- Activity
From the first line to the last, write out the data below exactly.

- Working data
^^^^^^^^

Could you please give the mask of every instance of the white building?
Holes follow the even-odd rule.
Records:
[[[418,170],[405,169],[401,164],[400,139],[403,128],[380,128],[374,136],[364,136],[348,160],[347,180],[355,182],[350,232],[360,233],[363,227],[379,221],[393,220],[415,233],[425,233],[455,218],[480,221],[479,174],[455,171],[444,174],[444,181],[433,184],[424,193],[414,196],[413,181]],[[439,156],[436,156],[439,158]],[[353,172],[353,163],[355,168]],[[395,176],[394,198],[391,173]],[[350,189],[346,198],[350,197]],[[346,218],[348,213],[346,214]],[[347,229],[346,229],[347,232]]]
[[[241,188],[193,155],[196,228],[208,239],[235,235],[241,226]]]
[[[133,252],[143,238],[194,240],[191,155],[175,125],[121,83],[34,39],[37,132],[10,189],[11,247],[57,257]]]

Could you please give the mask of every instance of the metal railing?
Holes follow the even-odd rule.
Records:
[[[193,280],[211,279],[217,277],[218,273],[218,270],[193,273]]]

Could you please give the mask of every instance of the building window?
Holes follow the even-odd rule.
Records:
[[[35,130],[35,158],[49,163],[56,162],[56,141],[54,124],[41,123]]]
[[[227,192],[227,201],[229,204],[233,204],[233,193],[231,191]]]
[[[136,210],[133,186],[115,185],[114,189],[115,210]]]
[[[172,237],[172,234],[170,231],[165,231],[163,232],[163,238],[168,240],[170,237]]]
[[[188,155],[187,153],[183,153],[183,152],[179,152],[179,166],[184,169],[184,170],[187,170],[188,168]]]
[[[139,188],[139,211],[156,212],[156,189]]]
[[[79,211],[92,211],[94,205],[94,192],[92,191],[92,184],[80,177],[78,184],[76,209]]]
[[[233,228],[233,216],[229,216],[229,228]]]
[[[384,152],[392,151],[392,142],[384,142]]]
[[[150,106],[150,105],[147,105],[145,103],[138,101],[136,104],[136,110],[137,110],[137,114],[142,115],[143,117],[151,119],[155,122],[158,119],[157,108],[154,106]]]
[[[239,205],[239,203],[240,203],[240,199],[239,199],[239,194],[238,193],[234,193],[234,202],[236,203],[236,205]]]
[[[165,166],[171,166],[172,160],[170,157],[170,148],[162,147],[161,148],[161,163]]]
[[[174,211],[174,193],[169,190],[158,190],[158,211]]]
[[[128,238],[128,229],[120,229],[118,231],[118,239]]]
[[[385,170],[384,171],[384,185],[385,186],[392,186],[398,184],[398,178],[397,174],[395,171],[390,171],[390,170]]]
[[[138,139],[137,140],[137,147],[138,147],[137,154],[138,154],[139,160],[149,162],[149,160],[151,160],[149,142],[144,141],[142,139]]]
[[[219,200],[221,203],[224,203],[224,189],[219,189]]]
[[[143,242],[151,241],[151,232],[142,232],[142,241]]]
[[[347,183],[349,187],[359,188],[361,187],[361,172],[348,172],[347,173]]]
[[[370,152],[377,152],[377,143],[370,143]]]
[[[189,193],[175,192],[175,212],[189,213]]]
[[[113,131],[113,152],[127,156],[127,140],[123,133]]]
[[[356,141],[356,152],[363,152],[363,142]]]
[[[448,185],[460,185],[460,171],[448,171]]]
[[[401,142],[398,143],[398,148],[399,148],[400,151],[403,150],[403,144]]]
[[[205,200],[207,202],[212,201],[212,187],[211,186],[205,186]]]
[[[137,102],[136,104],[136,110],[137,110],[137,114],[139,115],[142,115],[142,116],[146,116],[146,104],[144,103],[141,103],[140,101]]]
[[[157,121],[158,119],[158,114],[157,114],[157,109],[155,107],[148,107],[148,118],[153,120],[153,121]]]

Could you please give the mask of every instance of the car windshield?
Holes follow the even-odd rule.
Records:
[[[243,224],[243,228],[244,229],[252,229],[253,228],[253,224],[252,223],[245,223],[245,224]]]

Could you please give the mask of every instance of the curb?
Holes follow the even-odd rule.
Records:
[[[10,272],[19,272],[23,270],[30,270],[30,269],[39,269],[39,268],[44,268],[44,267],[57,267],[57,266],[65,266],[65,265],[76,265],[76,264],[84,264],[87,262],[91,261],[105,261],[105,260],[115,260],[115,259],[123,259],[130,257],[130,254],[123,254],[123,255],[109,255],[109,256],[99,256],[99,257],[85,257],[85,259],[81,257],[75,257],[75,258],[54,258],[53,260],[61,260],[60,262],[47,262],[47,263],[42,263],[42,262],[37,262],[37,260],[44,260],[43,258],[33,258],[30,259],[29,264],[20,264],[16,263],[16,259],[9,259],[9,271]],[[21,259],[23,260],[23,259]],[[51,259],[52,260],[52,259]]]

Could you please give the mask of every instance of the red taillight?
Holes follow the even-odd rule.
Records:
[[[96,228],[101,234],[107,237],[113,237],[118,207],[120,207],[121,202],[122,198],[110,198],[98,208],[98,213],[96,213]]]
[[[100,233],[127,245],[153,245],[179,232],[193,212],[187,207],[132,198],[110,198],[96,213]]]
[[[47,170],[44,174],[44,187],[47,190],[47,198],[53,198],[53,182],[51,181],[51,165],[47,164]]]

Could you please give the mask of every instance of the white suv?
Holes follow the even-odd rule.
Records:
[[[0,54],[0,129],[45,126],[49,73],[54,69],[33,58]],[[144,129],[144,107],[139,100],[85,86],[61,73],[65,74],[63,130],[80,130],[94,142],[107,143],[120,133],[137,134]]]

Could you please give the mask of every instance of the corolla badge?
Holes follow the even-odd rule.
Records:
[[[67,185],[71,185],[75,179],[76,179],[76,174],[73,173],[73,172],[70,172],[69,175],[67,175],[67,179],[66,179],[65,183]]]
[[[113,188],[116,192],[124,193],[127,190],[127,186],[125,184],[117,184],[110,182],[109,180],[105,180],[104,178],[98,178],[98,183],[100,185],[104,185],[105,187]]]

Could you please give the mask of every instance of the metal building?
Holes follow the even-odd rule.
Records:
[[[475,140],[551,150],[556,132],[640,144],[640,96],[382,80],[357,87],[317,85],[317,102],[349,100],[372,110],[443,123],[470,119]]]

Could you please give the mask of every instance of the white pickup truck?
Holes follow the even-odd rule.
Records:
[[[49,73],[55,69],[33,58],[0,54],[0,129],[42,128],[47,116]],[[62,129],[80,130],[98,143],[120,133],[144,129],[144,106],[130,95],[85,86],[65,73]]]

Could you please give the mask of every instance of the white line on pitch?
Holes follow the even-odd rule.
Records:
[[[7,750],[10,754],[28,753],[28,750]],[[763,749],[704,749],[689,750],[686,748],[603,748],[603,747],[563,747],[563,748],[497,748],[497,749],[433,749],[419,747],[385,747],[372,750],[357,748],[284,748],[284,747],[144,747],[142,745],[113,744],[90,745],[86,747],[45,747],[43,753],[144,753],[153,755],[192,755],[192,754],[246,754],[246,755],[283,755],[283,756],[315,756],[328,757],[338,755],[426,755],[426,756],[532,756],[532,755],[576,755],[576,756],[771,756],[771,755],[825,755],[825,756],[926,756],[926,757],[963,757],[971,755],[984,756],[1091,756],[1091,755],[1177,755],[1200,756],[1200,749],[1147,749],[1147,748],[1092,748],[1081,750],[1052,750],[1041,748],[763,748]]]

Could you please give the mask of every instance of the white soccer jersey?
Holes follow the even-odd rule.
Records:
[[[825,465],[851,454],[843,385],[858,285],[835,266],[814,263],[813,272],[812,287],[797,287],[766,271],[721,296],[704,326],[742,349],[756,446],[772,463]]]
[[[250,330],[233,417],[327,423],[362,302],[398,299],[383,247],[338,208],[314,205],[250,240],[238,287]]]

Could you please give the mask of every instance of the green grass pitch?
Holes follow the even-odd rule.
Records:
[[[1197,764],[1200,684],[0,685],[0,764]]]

^^^^^^^^

- Task output
Could you please give the mask of every instance of the white building?
Holes follow the even-odd rule.
Records:
[[[418,170],[405,169],[401,164],[400,139],[403,128],[380,128],[374,136],[364,136],[348,160],[347,180],[355,182],[350,232],[360,233],[363,227],[379,221],[393,220],[415,233],[425,233],[455,218],[480,221],[479,174],[455,171],[444,174],[444,181],[433,184],[424,193],[414,196],[413,181]],[[439,156],[436,156],[439,158]],[[353,172],[353,163],[355,168]],[[395,176],[394,198],[391,173]],[[350,189],[346,198],[350,197]],[[346,218],[348,213],[346,214]],[[347,229],[346,229],[347,232]]]
[[[241,188],[193,155],[196,228],[208,239],[235,235],[241,226]]]
[[[133,252],[143,238],[194,240],[191,155],[175,125],[121,83],[34,39],[37,132],[10,189],[11,247],[57,257]]]

Could you please give the mask of every instance of the metal railing?
Holes follow the even-odd rule.
Records:
[[[193,280],[211,279],[217,277],[218,273],[218,270],[193,273]]]

Could you please give the mask of every instance of the building window?
Holes follow the even-odd rule.
Records:
[[[35,130],[35,158],[49,163],[56,162],[56,141],[54,124],[41,123]]]
[[[227,192],[227,201],[229,204],[233,204],[233,193],[231,191]]]
[[[136,210],[133,186],[115,185],[114,189],[115,210]]]
[[[172,237],[172,234],[170,231],[165,231],[163,232],[163,238],[168,240],[170,237]]]
[[[188,155],[187,153],[183,153],[183,152],[179,152],[179,166],[184,169],[184,170],[187,170],[188,168]]]
[[[139,188],[139,211],[156,212],[156,189]]]
[[[79,211],[92,211],[94,205],[94,192],[92,191],[92,184],[80,177],[78,184],[76,209]]]
[[[233,228],[233,216],[229,216],[229,228]]]
[[[384,152],[392,151],[392,142],[384,142]]]
[[[150,106],[150,105],[147,105],[145,103],[138,101],[136,104],[136,110],[137,110],[137,114],[142,115],[143,117],[151,119],[155,122],[158,119],[157,108],[154,106]]]
[[[239,205],[239,203],[240,203],[240,199],[239,199],[239,194],[238,193],[234,193],[234,202],[236,203],[236,205]]]
[[[165,166],[171,166],[172,160],[170,157],[170,148],[162,147],[161,148],[161,163]]]
[[[174,211],[174,193],[169,190],[158,190],[158,211]]]
[[[128,238],[128,229],[120,229],[118,231],[118,239]]]
[[[385,170],[384,171],[384,185],[385,186],[392,186],[398,184],[398,178],[397,174],[395,171],[390,171],[390,170]]]
[[[138,139],[137,140],[137,147],[138,147],[137,154],[138,154],[139,160],[149,162],[149,160],[151,160],[149,142],[144,141],[142,139]]]
[[[219,200],[221,203],[224,203],[224,189],[219,189]]]
[[[143,242],[151,241],[151,232],[142,232],[142,241]]]
[[[347,183],[349,187],[359,188],[361,187],[361,172],[348,172],[347,173]]]
[[[370,152],[377,152],[377,143],[370,143]]]
[[[189,193],[175,192],[175,212],[189,213]]]
[[[113,131],[113,152],[127,156],[127,140],[123,133]]]
[[[356,141],[356,152],[363,152],[363,142]]]
[[[448,185],[460,185],[460,171],[448,171]]]
[[[401,142],[398,143],[398,148],[399,148],[400,151],[403,150],[403,144]]]
[[[205,200],[207,202],[212,201],[212,187],[211,186],[205,186]]]
[[[137,102],[136,104],[136,110],[137,110],[137,114],[139,115],[142,115],[142,116],[146,116],[146,104],[144,103],[141,103],[140,101]]]
[[[157,121],[158,119],[158,114],[157,114],[157,109],[155,107],[148,107],[148,118],[153,120],[153,121]]]

Could you please give the mask of every instance of the car windshield?
Holes follow the even-odd rule.
Records:
[[[243,224],[243,228],[244,229],[252,229],[253,228],[253,224],[252,223],[245,223],[245,224]]]

Could you please give the mask of every instance of the curb?
Holes follow the even-odd rule.
Records:
[[[10,272],[19,272],[23,270],[30,270],[30,269],[39,269],[39,268],[44,268],[44,267],[57,267],[57,266],[65,266],[65,265],[76,265],[76,264],[84,264],[87,262],[91,261],[105,261],[105,260],[115,260],[115,259],[123,259],[130,257],[130,254],[123,254],[123,255],[109,255],[109,256],[99,256],[99,257],[85,257],[85,259],[81,257],[75,257],[75,258],[54,258],[53,260],[61,260],[60,262],[47,262],[47,263],[42,263],[42,262],[37,262],[37,260],[44,260],[43,258],[33,258],[30,259],[29,264],[20,264],[16,263],[16,259],[9,259],[9,271]],[[21,259],[23,260],[23,259]],[[51,259],[52,260],[52,259]]]

Could you please give the mask of every instance of the red taillight?
Holes follow the even-odd rule.
Records:
[[[96,228],[101,234],[107,237],[113,237],[118,207],[120,207],[121,202],[122,198],[110,198],[98,208],[98,213],[96,213]]]
[[[100,233],[127,245],[153,245],[179,232],[193,212],[187,207],[132,198],[110,198],[96,213]]]
[[[47,170],[44,174],[44,187],[47,190],[47,198],[53,198],[53,182],[51,181],[51,165],[47,164]]]

Could you please give the mask of every instance of the white suv?
Holes follow the even-odd rule.
Records:
[[[0,54],[0,129],[45,126],[49,73],[54,69],[33,58]],[[144,129],[144,107],[139,100],[85,86],[61,73],[65,74],[63,130],[80,130],[94,142],[107,143],[120,133],[137,134]]]

Could you please give the mask of every instance of the corolla badge?
Holes follow the even-odd rule.
Records:
[[[67,185],[71,185],[75,179],[76,179],[76,174],[73,173],[73,172],[70,172],[69,175],[67,175],[67,179],[66,179],[65,183]]]
[[[113,188],[116,192],[124,193],[127,190],[127,186],[125,184],[117,184],[110,182],[109,180],[105,180],[104,178],[98,178],[98,183],[100,185],[104,185],[105,187]]]

Could you please give the mask of every instance of the metal building?
Holes follow the even-odd rule.
Records:
[[[475,140],[551,150],[556,132],[640,144],[640,96],[382,80],[357,87],[317,85],[317,102],[349,100],[372,110],[443,123],[470,119]]]

Could you please give the mask of every instance of the white pickup truck?
Holes follow the even-odd rule.
Records:
[[[49,73],[55,69],[33,58],[0,54],[0,129],[42,128],[47,116]],[[62,129],[80,130],[98,143],[120,133],[144,129],[144,106],[130,95],[85,86],[65,73]]]

Could you please give the mask of every instance of the white line on pitch?
Holes follow the even-odd rule.
Records:
[[[7,750],[10,754],[28,753],[28,750]],[[763,749],[704,749],[689,750],[686,748],[603,748],[603,747],[563,747],[563,748],[497,748],[497,749],[433,749],[419,747],[385,747],[372,750],[357,748],[284,748],[284,747],[144,747],[142,745],[113,744],[90,745],[86,747],[45,747],[43,753],[144,753],[153,755],[192,755],[192,754],[246,754],[246,755],[283,755],[283,756],[315,756],[328,757],[338,755],[426,755],[426,756],[532,756],[532,755],[576,755],[576,756],[771,756],[771,755],[825,755],[825,756],[926,756],[926,757],[963,757],[971,755],[984,756],[1091,756],[1091,755],[1177,755],[1200,756],[1200,749],[1147,749],[1147,748],[1092,748],[1081,750],[1052,750],[1041,748],[763,748]]]

Could you please give the mask of every instance of the white soccer jersey?
Holes follow the even-odd rule.
Records:
[[[825,465],[851,454],[843,385],[858,285],[835,266],[814,263],[813,272],[812,287],[797,287],[766,271],[721,296],[704,326],[742,349],[756,446],[772,463]]]
[[[250,330],[233,417],[327,423],[362,302],[398,299],[383,247],[338,208],[314,205],[250,240],[238,287]]]

Could you please give the mask of every instance of the green grass pitch?
Holes follow the even-odd rule.
Records:
[[[1197,764],[1200,684],[0,685],[0,764]]]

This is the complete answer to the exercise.